Estimates regarding the effectiveness of the vaccine to prevent influenza and the risks posed by vaccination were taken directly from the Cochrane Library (Jefferson et al., 2010a, 2010b; Jefferson et al., 2012; Demicheli et al., 2014) and, where necessary, supplemented by a PubMed search limited to randomized control trials conducted in the past 20 years. To minimize bias, studies were only considered if they included more than 200 participants.
It is difficult to quantify and directly compare decreases in total influenza-related mortality between the three groups (children, HCPs and the elderly), and various models are used in different countries to gauge influenza-related mortality seasonally. For example, the CDC currently uses respiratory and circulatory (R&C) deaths recorded on hospital death certificates to estimate influenza-related mortality in the USA (CDC, 2016b). This measurement is not sensitive to influenza-related deaths not recognized or recorded in hospital settings, for example people who die from secondary complications of influenza infection like bacterial pneumonia, or who die before the virus can be detected in a laboratory (Bisno et al., 1971; Douglas, 1976). This measure may thus underestimate the true burden of disease.
Complex statistical methods are sometimes used to estimate the number of deaths above a specified threshold that occur in winter, which is a technique used in the UK, allowing researchers to then correlate these with influenza surveillance data to estimate the mortality attributable to influenza in a given year (Dushoff et al., 2006). Though this method may account for deaths not recorded or recognized on hospital death certificates, it assumes the pattern of non-influenza seasonal mortality remains constant year by year, which may not be the case. Again, then, this is not a perfect measure.

***

* [WORK ITEM]
Reproduce word for word the stretch of the passage on influenza mortality from "It is difficult" through "burden of disease.". The items after this passage have no connection to the passage on influenza mortality.

***

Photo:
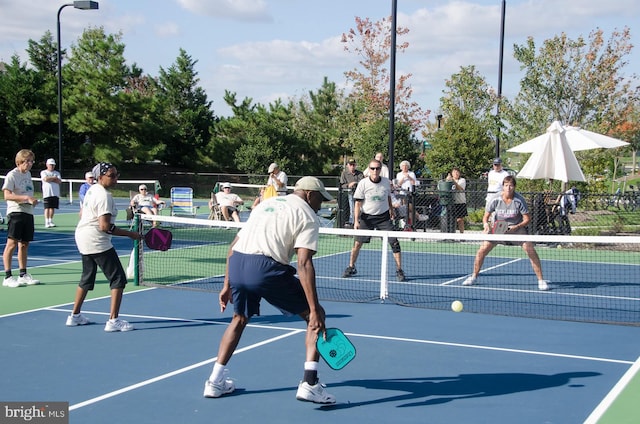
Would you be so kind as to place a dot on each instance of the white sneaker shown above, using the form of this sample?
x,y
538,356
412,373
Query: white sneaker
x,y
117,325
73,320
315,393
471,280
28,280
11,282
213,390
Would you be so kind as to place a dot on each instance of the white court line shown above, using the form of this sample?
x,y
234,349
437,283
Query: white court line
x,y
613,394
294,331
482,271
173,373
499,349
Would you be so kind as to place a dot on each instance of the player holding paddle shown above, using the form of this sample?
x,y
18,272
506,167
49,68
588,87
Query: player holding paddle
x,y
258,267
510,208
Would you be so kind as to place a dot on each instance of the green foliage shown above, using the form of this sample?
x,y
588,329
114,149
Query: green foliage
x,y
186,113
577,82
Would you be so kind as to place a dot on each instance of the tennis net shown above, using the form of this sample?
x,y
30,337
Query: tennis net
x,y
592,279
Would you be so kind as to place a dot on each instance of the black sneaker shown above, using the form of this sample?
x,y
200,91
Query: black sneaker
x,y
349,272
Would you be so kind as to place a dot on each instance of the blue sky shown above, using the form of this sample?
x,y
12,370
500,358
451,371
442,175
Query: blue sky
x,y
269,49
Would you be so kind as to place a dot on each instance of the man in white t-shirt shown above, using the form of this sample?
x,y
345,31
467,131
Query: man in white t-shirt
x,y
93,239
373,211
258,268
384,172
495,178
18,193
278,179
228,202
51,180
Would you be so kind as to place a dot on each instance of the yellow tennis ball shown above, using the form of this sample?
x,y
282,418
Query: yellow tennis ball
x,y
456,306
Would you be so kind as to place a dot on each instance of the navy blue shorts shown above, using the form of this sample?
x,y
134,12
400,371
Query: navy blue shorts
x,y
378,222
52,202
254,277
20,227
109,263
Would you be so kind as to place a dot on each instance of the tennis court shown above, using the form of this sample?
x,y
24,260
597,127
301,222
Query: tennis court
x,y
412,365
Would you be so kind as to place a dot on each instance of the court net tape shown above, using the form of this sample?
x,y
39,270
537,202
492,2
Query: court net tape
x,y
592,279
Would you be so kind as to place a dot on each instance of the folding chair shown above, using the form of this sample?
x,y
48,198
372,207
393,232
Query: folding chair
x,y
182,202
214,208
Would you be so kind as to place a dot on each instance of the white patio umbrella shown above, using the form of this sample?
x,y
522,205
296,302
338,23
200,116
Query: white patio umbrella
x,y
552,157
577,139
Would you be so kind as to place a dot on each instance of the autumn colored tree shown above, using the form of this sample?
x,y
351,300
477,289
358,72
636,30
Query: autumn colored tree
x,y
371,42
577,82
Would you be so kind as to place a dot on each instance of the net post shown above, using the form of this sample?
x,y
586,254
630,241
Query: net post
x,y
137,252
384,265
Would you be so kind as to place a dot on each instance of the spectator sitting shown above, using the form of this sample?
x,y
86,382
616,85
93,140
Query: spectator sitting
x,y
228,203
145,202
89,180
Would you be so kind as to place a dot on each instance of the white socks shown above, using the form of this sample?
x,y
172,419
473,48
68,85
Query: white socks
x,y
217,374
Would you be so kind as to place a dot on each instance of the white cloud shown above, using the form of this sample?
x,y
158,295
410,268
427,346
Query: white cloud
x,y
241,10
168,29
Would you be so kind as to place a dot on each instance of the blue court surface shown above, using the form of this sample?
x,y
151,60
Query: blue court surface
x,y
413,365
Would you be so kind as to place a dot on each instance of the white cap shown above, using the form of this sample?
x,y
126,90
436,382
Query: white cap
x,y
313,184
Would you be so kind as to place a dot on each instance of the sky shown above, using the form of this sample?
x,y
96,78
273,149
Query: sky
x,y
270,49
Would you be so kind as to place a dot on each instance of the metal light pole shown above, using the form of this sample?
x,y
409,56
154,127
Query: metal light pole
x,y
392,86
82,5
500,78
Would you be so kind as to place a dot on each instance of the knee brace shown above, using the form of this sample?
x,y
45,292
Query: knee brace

***

* [RESPONSE AREA]
It is difficult to quantify and directly compare decreases in total influenza-related mortality between the three groups (children, HCPs and the elderly), and various models are used in different countries to gauge influenza-related mortality seasonally. For example, the CDC currently uses respiratory and circulatory (R&C) deaths recorded on hospital death certificates to estimate influenza-related mortality in the USA (CDC, 2016b). This measurement is not sensitive to influenza-related deaths not recognized or recorded in hospital settings, for example people who die from secondary complications of influenza infection like bacterial pneumonia, or who die before the virus can be detected in a laboratory (Bisno et al., 1971; Douglas, 1976). This measure may thus underestimate the true burden of disease.